=== Task brief ===
Count the lines in the material below that contain the word "apron", and give only the number.

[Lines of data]

________

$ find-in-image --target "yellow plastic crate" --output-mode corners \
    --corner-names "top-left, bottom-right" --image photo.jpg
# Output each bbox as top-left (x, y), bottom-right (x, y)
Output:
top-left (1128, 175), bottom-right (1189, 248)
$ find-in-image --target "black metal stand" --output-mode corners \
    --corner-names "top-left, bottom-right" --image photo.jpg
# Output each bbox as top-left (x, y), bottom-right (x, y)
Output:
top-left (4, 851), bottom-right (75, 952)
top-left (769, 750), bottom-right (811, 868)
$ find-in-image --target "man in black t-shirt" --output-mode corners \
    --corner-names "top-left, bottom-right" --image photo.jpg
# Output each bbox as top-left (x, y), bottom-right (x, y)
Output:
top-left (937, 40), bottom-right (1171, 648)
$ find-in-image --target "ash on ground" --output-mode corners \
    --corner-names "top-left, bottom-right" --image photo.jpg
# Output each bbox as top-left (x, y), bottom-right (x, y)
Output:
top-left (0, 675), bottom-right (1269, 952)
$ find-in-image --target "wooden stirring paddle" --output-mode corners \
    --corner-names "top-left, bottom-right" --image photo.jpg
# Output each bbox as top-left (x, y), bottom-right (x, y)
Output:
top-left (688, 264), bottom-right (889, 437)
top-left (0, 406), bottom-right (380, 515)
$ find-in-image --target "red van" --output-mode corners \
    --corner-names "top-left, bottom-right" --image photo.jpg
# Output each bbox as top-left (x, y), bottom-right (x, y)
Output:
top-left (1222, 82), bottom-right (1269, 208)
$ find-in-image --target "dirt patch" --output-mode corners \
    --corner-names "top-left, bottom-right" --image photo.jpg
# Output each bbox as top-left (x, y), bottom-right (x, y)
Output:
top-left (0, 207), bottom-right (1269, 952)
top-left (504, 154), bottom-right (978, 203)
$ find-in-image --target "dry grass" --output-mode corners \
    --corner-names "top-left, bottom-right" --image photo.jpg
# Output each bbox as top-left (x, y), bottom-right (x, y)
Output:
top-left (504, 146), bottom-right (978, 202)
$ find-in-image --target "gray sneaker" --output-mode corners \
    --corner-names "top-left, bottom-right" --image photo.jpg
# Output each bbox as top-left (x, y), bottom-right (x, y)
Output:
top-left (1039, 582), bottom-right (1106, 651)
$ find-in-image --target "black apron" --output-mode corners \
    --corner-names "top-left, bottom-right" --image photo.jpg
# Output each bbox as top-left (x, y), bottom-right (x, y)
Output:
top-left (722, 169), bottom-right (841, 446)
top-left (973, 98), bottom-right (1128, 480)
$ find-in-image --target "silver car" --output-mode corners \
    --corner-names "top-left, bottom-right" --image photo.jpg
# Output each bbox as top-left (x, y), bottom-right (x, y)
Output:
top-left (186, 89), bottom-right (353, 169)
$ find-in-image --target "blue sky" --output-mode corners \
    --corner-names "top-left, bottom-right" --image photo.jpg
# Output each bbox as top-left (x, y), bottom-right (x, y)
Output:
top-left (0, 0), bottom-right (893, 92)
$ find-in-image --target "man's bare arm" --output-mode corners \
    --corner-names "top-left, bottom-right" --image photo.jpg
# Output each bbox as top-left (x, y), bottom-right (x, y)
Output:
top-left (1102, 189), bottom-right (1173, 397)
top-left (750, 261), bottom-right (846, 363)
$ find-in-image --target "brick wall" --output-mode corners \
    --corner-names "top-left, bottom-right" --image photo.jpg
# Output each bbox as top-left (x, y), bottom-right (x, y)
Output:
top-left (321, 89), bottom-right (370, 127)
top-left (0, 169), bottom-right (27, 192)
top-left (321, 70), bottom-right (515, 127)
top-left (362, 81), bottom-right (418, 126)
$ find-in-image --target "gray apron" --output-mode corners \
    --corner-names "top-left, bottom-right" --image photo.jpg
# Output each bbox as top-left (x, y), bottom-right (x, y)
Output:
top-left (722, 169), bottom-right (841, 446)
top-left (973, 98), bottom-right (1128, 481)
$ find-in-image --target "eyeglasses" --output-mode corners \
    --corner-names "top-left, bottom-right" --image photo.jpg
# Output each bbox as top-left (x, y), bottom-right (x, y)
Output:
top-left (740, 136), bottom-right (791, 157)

________

=== Answer to the task ===
2